Problem a:
Reproduce the records word for word, from their very first line down to the line containing "[327,195,350,226]", with both of those lines included.

Passage:
"""

Opinion Filed September 14, 1909.
APPEAL AND ERROR — Review — Change of Theory. When the answer of the defendant and the reply of the plaintiff join issues inconsistent with the allegations of the petition, and the case is submitted to the court below without objection on the issues joined by the answer and reply, and judgment is rendered on that theory, the parties will not be permitted to change in this court a theory voluntarily adopted in the court below.
(Syllabus by the court.)
Error from District Court, Greer County; C. F. Irwin, Judge.
Action by G. F. Border and Maud Border against O. Carrabine. Judgment for defendant, and plaintiffs bring error. Affirmed.
C. C. Wells, J. W. Scothorn, and J. A. Powers, for plaintiffs in error, citing: Cheeseborough v. Parker, 25 Kan. 566.
J. F. Mathews and S. B. Garrett, for defendant in error, citing: Swartzel v. Rogers, 3 Kan. 374; Northup v. Romary, 6 Kan. 240; Blackford v. Leveridge, 10 Kan. 101; A. E. Enc. Law, vol. 20, p. 611.
The petition in this case states a cause of action for the recovery of real estate. The action was brought by the plaintiffs in error against the defendant in error in the district court of Greer county, prior to statehood. Besides the usual prayer for possession, the plaintiffs prayed judgment for damages in the sum of $25 per month for the wrongful detention of the land.

"""

Data to use:
"""

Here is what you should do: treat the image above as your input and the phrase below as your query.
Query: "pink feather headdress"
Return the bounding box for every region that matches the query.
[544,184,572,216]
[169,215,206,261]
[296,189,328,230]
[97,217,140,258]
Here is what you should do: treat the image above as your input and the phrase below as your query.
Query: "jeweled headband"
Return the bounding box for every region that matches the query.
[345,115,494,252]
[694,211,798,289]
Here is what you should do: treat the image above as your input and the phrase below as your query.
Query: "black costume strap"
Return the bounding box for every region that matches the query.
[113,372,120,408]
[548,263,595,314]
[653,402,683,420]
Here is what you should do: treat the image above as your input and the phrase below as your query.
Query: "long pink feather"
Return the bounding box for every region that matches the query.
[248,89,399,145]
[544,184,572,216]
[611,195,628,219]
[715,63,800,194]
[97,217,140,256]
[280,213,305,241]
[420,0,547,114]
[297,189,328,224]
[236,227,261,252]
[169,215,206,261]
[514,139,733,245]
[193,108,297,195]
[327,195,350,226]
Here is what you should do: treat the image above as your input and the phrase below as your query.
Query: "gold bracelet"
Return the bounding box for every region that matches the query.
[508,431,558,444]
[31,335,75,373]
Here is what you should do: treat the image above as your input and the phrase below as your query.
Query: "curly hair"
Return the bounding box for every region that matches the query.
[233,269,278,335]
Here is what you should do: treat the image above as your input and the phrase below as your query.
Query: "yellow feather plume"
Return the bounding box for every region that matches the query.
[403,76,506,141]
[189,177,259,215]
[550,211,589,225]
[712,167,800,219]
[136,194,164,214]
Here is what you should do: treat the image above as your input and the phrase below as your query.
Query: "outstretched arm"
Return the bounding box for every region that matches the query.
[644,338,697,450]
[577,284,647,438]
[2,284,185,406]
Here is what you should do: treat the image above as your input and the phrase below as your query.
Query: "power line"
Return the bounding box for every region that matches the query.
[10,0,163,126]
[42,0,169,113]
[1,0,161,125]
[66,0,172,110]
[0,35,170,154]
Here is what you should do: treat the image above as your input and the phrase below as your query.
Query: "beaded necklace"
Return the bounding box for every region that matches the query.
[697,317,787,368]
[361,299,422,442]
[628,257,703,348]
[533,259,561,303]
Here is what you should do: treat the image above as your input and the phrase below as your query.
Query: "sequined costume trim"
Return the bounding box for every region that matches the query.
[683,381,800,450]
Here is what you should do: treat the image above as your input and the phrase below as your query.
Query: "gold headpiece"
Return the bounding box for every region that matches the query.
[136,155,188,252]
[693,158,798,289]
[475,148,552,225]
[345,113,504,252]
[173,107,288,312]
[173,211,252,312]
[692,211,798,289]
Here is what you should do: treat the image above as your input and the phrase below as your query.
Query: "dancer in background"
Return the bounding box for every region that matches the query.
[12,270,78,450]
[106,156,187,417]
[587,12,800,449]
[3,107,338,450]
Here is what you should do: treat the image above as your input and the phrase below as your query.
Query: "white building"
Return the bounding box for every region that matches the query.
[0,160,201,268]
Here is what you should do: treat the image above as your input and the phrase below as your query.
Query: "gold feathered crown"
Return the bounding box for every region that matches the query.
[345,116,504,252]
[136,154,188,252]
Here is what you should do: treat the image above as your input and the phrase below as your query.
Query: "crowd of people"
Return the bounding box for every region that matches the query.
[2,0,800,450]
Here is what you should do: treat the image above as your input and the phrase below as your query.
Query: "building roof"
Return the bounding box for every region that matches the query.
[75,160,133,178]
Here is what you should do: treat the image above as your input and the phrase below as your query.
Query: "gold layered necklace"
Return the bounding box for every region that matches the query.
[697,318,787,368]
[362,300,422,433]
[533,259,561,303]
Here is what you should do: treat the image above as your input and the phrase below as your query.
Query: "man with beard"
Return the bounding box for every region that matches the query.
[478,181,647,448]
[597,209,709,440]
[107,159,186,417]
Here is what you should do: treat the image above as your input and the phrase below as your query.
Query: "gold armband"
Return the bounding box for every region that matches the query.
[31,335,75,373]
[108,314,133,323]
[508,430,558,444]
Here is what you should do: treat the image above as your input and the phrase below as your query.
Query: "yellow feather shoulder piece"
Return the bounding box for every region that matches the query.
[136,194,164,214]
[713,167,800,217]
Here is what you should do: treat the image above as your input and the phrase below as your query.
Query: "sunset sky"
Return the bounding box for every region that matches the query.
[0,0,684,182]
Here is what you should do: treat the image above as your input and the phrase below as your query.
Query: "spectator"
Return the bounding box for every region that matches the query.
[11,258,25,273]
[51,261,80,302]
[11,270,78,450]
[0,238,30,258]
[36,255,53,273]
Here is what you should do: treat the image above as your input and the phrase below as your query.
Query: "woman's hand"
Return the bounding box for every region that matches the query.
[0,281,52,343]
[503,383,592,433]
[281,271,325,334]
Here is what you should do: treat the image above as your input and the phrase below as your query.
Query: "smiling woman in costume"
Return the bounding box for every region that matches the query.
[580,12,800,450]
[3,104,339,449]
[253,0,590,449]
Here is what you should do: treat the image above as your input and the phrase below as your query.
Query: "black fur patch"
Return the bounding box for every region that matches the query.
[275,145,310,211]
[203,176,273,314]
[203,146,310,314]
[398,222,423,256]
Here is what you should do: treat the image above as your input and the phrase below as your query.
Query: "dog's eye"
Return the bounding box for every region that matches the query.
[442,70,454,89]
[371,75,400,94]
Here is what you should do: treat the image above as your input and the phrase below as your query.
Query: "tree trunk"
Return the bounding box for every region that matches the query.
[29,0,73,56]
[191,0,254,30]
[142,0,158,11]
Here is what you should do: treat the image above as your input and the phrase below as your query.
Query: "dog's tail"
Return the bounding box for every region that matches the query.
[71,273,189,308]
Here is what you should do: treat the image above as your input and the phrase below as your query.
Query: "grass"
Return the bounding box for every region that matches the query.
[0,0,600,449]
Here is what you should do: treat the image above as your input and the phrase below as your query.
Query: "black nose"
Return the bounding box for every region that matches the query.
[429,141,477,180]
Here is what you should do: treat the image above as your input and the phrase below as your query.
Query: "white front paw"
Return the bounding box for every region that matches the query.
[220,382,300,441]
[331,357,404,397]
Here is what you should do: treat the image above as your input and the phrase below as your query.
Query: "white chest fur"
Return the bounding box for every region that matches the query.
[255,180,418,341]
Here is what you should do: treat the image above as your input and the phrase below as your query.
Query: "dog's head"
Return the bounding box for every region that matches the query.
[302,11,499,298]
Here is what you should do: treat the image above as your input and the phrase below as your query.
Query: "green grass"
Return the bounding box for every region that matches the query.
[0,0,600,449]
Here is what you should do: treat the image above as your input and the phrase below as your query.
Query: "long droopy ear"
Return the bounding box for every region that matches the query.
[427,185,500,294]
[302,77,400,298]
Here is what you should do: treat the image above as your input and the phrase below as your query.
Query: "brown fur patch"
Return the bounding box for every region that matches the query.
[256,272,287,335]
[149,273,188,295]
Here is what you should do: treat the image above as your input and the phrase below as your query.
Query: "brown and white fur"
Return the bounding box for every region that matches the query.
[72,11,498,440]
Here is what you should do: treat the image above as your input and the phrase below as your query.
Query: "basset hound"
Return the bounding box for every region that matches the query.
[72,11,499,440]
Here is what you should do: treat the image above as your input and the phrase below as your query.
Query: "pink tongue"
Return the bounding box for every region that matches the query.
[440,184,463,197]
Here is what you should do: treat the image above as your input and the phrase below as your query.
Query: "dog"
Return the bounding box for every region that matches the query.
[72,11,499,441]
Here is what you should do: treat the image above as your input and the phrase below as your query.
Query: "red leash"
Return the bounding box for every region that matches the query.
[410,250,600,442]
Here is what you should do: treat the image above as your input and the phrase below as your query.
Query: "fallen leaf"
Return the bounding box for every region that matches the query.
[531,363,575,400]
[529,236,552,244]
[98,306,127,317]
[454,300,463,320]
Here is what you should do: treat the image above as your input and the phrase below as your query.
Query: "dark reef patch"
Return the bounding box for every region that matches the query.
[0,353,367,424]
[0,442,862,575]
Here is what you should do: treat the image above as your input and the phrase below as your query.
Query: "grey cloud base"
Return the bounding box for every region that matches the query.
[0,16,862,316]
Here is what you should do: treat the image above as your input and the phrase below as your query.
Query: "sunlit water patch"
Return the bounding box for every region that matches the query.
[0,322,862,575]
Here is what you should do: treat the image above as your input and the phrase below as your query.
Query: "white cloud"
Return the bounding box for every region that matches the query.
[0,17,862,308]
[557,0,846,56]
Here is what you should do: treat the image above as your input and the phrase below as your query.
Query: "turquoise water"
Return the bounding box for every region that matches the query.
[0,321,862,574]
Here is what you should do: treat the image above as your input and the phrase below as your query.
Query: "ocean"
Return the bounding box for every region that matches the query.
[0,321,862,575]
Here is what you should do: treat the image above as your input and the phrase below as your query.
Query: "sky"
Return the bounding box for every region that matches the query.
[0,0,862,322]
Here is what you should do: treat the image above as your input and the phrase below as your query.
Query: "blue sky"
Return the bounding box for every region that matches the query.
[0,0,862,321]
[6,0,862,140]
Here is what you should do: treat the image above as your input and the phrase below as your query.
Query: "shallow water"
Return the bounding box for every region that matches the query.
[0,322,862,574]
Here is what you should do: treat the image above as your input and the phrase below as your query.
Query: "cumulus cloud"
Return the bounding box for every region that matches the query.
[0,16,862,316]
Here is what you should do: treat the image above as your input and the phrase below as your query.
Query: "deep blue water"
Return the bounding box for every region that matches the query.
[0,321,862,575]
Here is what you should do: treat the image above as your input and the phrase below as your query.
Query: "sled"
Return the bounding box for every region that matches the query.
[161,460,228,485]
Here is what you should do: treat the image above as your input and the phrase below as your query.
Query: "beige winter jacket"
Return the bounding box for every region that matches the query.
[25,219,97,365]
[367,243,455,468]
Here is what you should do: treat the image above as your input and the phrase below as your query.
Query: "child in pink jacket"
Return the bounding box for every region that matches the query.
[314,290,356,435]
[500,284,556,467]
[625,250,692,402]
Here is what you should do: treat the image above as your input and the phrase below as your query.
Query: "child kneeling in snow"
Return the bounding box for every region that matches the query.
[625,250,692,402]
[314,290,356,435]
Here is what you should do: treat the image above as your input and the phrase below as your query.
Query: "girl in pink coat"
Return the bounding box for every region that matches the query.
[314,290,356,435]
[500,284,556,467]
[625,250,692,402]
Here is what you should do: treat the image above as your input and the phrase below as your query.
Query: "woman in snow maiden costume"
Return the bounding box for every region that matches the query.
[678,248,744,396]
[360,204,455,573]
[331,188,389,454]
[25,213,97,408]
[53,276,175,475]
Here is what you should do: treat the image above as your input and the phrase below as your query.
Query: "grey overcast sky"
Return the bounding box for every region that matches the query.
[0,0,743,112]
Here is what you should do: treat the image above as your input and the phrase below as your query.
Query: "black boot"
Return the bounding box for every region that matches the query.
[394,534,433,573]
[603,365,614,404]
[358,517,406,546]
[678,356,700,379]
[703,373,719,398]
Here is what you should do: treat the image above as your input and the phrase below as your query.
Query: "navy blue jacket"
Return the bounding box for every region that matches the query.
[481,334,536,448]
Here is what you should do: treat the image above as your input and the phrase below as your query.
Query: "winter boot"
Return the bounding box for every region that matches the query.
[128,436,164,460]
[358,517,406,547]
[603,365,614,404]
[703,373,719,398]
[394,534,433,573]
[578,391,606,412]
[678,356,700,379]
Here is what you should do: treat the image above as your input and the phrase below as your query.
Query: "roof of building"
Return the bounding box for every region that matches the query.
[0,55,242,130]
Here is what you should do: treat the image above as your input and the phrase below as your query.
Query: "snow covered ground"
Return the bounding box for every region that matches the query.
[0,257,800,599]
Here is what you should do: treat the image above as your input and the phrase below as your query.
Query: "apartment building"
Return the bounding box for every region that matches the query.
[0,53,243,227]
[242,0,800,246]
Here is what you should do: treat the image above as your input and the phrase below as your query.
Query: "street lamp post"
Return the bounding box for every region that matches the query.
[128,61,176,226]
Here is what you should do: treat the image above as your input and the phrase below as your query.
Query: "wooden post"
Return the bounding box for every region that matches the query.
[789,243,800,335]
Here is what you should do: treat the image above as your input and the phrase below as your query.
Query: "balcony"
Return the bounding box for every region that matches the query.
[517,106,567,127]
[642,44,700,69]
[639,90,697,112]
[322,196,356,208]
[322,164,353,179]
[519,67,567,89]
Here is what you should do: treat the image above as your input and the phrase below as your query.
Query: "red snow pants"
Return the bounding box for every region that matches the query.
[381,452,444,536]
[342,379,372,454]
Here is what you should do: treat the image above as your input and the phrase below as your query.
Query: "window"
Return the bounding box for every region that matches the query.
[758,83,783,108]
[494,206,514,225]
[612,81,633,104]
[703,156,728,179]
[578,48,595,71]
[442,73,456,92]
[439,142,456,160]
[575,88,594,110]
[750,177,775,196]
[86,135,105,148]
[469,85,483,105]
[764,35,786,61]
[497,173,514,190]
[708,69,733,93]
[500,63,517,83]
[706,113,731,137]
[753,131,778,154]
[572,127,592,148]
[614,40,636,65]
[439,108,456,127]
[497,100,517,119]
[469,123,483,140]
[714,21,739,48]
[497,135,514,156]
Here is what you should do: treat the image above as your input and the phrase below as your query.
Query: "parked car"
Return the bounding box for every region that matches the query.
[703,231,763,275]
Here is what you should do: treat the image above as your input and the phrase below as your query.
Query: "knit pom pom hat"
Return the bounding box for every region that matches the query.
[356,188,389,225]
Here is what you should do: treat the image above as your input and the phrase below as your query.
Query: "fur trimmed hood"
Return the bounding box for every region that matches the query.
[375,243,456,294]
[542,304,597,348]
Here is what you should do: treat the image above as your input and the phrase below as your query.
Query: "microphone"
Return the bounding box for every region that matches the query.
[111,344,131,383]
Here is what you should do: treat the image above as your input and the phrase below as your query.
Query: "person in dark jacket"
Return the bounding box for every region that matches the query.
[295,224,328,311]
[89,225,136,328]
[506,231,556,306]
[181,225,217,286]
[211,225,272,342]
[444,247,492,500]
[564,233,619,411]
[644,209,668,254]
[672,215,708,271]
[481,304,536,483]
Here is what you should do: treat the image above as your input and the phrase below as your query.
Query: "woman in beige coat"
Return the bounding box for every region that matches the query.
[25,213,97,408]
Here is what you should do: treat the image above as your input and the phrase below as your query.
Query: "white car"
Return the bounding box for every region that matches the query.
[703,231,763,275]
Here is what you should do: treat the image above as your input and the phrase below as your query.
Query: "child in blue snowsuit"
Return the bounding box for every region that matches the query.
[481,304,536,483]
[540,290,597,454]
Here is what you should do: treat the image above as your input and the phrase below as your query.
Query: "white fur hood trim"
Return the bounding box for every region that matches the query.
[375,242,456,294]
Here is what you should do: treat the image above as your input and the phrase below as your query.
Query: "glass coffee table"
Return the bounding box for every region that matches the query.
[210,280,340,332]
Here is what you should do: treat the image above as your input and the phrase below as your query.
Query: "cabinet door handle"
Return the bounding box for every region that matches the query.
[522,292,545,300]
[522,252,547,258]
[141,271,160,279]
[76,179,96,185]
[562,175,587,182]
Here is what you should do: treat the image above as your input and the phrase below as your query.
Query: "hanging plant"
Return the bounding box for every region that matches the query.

"""

Problem b:
Carry on the court opinion above from the point where it stops.

Result a:
Here is what you should do: treat the image above as your input and the phrase below as your query.
Query: "pink feather headdress"
Return the bounding box for every region that matches the query.
[544,184,572,216]
[169,215,206,261]
[296,189,328,230]
[97,217,140,258]
Here is what you should do: treat the image above as your input and the phrase below as your query.
Query: "jeweled headband"
Return the bounding box for every region that matches the query.
[345,115,494,252]
[694,211,798,289]
Here is what you should do: treat the image above as your input and the phrase below as your query.
Query: "black costume strap"
Return the bounding box for every region that matches the query.
[113,372,120,408]
[548,263,595,314]
[653,402,683,420]
Here is what you should do: treat the image above as your input and the phrase below as your query.
Query: "long pink feather"
Return the bounding box for every region that matches the query.
[248,89,399,145]
[544,184,572,216]
[611,195,628,219]
[715,63,800,194]
[97,217,140,256]
[280,213,305,241]
[420,0,547,114]
[297,189,328,224]
[236,227,261,252]
[169,215,206,261]
[514,139,733,245]
[193,108,297,195]
[327,195,350,226]

Result b:
The answer of the defendant admitted the possession, and as a defense set up the following contract:
"April 4, 1905. G. F. Border has this day sold to O. Carrabine the corner lot now used as Border De Arman's office, containing 70 feet fronting north and extending south 150 feet, and move the North Side Hotel, in North Mangum, and place on said lot, for the consideration of $700, to be paid when hotel is moved, and $800 to be paid in 12 months, at the rate of 10 per cent. interest. Border agrees to place said hotel on said lot in good condition as it now stands, except paper being broken, by May 1, 1905" —
and further alleged that said hotel was moved upon said lot by said plaintiff G. F. Border, and said defendant took possession of the same under the terms of said contract, and paid said plaintiff G. F. Border the sums of money indorsed thereon, namely, $648 in cash; that the said hotel building was a valuable improvement on said property, worth $2,500 to $3,000; that said plaintiff G. F. Border did not comply with his contract in placing said hotel on said lot by May 1, 1905, and that defendant was thereby damaged $300 on account of being deprived of the use of said hotel; that said hotel was not placed on said lot in as good condition as when it was in North Mangum, as provided in said contract, and defendant was compelled to hire carpenters to repair same and pay out $150 therefor; that defendant had been at all times ready to comply with his part of said contract, and pay or secure the payment of the sums due thereunder.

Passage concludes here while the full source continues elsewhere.